◆ WHAT TO WORK ON:
Check every line of the data below for the string "clicks", and copy the ones that hold it.

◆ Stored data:
----------------
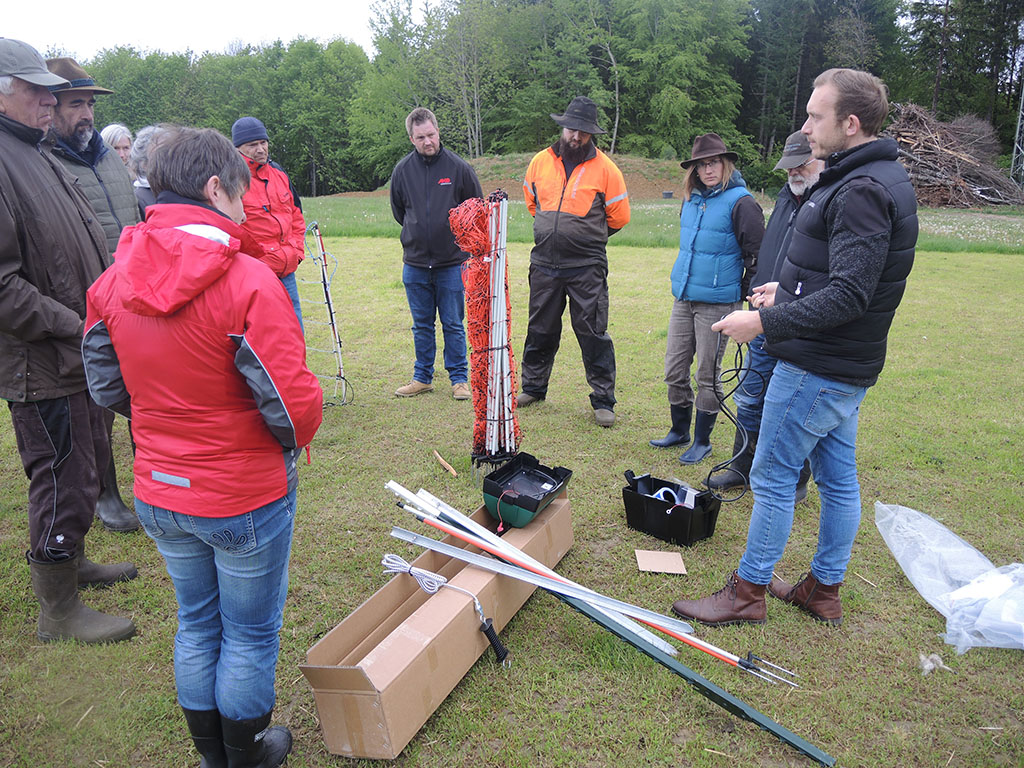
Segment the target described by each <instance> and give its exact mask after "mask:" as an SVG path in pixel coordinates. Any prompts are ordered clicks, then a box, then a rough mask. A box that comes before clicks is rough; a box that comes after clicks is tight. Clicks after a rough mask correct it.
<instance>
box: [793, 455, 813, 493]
mask: <svg viewBox="0 0 1024 768" xmlns="http://www.w3.org/2000/svg"><path fill="white" fill-rule="evenodd" d="M810 479H811V462H810V460H808V459H805V460H804V466H803V468H802V469H801V470H800V478H799V479H798V480H797V498H796V499H794V504H800V503H801V502H802V501H804V500H805V499H806V498H807V481H808V480H810Z"/></svg>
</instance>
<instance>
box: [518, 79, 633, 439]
mask: <svg viewBox="0 0 1024 768" xmlns="http://www.w3.org/2000/svg"><path fill="white" fill-rule="evenodd" d="M551 118H552V120H554V121H555V123H557V124H558V125H559V126H561V128H562V133H561V136H560V137H559V139H558V141H556V142H555V143H554V144H553V145H551V146H549V147H548V148H547V150H544V151H543V152H540V153H538V154H537V155H536V156H535V157H534V159H532V161H530V164H529V168H527V169H526V180H525V181H524V182H523V195H524V196H525V198H526V207H527V208H528V209H529V212H530V214H531V215H532V216H534V240H535V244H536V245H535V246H534V250H532V251H531V252H530V255H529V326H528V328H527V330H526V343H525V346H524V348H523V352H522V376H521V379H522V392H521V393H520V394H519V398H518V404H519V406H520V407H525V406H529V404H530V403H534V402H537V401H538V400H543V399H545V398H546V397H547V394H548V379H549V377H550V376H551V369H552V366H553V365H554V361H555V353H556V352H557V351H558V344H559V341H560V339H561V335H562V313H563V312H564V311H565V302H566V300H568V305H569V316H570V317H571V319H572V330H573V332H574V333H575V336H577V341H578V342H579V343H580V351H581V352H582V353H583V366H584V370H585V371H586V374H587V382H588V383H589V384H590V386H591V390H592V391H591V395H590V402H591V407H592V408H593V409H594V421H595V422H596V423H597V424H598V425H599V426H601V427H610V426H611V425H612V424H614V421H615V414H614V407H615V351H614V347H613V345H612V343H611V337H610V336H609V335H608V282H607V278H608V257H607V253H606V251H605V247H606V246H607V243H608V237H609V236H610V234H613V233H614V232H616V231H618V230H620V229H622V228H623V227H624V226H626V224H627V223H628V222H629V220H630V201H629V196H628V195H627V193H626V180H625V179H624V178H623V174H622V172H621V171H620V170H618V168H617V167H615V164H614V163H612V162H611V160H610V159H609V158H608V156H607V155H605V154H604V153H603V152H601V151H600V150H598V148H597V146H595V145H594V141H593V140H592V139H593V136H595V135H597V134H601V133H604V131H603V130H602V129H601V127H600V126H599V125H598V123H597V104H595V103H594V102H593V101H592V100H591V99H589V98H587V97H586V96H577V97H575V98H573V99H572V100H571V101H570V102H569V105H568V106H567V108H565V112H564V113H562V114H561V115H552V116H551Z"/></svg>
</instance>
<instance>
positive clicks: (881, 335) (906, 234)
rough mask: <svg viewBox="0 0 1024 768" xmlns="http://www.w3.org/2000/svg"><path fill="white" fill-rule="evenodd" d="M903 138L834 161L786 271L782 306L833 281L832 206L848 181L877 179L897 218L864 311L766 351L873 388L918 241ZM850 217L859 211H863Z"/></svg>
mask: <svg viewBox="0 0 1024 768" xmlns="http://www.w3.org/2000/svg"><path fill="white" fill-rule="evenodd" d="M897 156H898V153H897V145H896V142H895V141H893V140H892V139H888V138H887V139H878V140H876V141H872V142H870V143H869V144H867V145H863V146H860V147H858V148H857V150H856V151H855V152H852V153H850V154H848V155H845V156H844V157H842V158H840V160H839V161H838V162H837V163H836V164H835V165H830V166H829V167H827V168H826V169H825V170H824V171H823V172H822V173H821V178H820V179H819V180H818V183H817V184H816V185H815V186H814V187H813V188H812V189H811V191H810V197H809V198H808V199H807V200H806V201H805V203H804V205H802V206H801V207H800V211H799V213H798V214H797V221H796V223H795V224H794V233H793V240H792V241H791V243H790V247H788V249H787V251H786V255H785V261H784V262H783V264H782V268H781V270H780V271H779V276H778V281H779V287H778V291H777V293H776V295H775V304H783V303H786V302H790V301H795V300H796V299H798V298H800V297H802V296H807V295H808V294H811V293H814V292H815V291H819V290H821V289H822V288H824V287H825V286H826V285H827V284H828V279H829V275H828V233H827V223H826V222H827V211H828V206H829V204H830V203H831V202H833V199H834V198H835V197H836V194H837V193H839V191H840V189H842V188H843V187H844V186H846V185H847V184H851V183H858V184H878V185H879V186H882V187H883V188H884V189H885V190H886V193H887V194H888V197H889V200H890V203H889V208H890V210H889V216H890V218H891V220H892V222H893V228H892V236H891V238H890V241H889V255H888V257H887V259H886V263H885V267H884V268H883V270H882V275H881V278H880V280H879V285H878V288H877V289H876V291H874V294H873V295H872V296H871V298H870V301H869V302H868V305H867V309H866V311H865V312H864V314H863V315H861V316H860V317H858V318H857V319H855V321H851V322H849V323H845V324H843V325H841V326H837V327H836V328H831V329H828V330H827V331H821V332H818V333H814V334H811V335H809V336H805V337H800V338H795V339H787V340H785V341H780V342H776V343H774V344H769V345H768V346H767V347H766V351H768V352H770V353H771V354H772V355H774V356H776V357H779V358H780V359H784V360H787V361H790V362H793V364H794V365H795V366H798V367H800V368H802V369H804V370H805V371H810V372H811V373H814V374H817V375H819V376H824V377H825V378H829V379H836V380H837V381H844V382H850V383H853V384H858V385H861V386H870V385H871V384H873V383H874V382H876V381H877V380H878V377H879V374H880V373H882V368H883V366H884V365H885V361H886V339H887V338H888V336H889V327H890V326H891V325H892V321H893V316H894V314H895V313H896V307H898V306H899V303H900V301H901V300H902V298H903V291H904V289H905V288H906V278H907V275H908V274H909V273H910V267H911V266H912V265H913V250H914V246H915V245H916V242H918V201H916V197H915V196H914V193H913V186H912V184H911V183H910V179H909V177H908V176H907V174H906V171H905V170H904V169H903V166H901V165H900V164H899V163H897V162H896V158H897ZM846 215H848V216H853V217H855V216H856V215H857V211H856V210H852V211H850V210H848V211H847V212H846Z"/></svg>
----------------
◆ RESPONSE TO THIS EXERCISE:
Segment the target described by each <instance> and give its exact mask after "mask:" as an SVG path in pixel coordinates. Any prompts are ordered clicks, then a box, then a rough mask. A box that comes before clicks is rough; a box that comes after clicks is tight. Clicks after a rough mask correct it.
positive clicks: (881, 335) (906, 234)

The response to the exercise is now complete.